→ ABOUT THIS TASK:
Only lines with the string "feather" matter here; gather them from the material below.

→ EXTRACTED MATERIAL:
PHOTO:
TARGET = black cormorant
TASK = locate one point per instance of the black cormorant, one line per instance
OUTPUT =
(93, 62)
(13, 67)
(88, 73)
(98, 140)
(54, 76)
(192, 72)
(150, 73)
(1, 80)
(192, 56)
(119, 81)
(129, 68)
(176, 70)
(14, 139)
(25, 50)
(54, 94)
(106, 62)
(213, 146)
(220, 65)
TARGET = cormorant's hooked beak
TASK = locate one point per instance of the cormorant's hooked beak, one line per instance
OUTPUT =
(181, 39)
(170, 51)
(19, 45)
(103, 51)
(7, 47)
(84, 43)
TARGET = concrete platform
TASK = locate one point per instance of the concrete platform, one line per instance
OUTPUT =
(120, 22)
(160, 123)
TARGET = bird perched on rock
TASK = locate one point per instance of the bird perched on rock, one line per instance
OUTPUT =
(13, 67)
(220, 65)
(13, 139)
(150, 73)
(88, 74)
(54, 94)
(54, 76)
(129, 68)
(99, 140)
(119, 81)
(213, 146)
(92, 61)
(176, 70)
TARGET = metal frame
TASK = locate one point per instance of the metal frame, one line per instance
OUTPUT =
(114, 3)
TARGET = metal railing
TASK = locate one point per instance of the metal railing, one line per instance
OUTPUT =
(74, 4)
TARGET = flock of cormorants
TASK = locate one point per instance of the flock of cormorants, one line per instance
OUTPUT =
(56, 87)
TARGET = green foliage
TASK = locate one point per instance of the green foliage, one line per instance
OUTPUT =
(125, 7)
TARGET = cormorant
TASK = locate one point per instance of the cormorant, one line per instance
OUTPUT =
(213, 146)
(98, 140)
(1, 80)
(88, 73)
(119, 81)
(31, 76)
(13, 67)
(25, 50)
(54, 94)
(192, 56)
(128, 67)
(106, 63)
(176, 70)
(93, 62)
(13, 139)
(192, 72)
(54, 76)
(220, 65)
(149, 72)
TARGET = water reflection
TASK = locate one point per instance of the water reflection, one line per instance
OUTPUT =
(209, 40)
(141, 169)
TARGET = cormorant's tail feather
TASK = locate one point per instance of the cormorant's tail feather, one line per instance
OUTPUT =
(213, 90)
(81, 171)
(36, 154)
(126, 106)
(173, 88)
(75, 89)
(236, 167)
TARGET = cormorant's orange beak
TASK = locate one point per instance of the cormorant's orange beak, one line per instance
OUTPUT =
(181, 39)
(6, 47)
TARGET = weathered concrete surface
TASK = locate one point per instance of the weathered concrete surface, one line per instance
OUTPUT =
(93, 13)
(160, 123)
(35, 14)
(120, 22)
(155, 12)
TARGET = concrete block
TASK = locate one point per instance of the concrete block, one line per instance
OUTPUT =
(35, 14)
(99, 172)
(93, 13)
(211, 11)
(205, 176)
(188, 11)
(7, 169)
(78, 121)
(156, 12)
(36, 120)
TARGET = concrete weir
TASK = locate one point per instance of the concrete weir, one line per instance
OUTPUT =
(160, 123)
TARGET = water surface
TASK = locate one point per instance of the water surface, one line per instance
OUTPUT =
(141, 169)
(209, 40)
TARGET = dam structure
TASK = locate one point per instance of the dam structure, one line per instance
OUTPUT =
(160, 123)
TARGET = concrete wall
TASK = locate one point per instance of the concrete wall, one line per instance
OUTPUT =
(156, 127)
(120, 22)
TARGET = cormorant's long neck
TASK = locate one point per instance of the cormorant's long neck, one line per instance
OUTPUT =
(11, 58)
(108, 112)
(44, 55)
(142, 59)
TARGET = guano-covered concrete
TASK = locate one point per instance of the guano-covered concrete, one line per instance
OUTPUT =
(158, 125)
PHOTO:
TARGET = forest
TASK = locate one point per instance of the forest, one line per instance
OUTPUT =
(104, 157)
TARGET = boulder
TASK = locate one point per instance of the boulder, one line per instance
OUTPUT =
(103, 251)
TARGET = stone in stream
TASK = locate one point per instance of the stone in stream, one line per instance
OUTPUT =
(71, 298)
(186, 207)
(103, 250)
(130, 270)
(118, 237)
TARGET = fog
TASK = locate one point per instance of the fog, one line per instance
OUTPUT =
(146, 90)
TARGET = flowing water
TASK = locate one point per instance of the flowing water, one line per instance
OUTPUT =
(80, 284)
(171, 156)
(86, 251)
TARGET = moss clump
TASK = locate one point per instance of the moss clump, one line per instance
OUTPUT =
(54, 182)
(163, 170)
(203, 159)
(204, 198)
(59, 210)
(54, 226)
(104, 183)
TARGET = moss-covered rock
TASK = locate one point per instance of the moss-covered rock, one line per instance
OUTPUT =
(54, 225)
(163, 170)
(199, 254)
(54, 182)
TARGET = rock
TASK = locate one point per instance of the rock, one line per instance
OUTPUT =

→ RESPONSE AREA:
TARGET = cormorant's tail feather
TASK = locate one point per instance of the cormorant's tail feather, one line per instance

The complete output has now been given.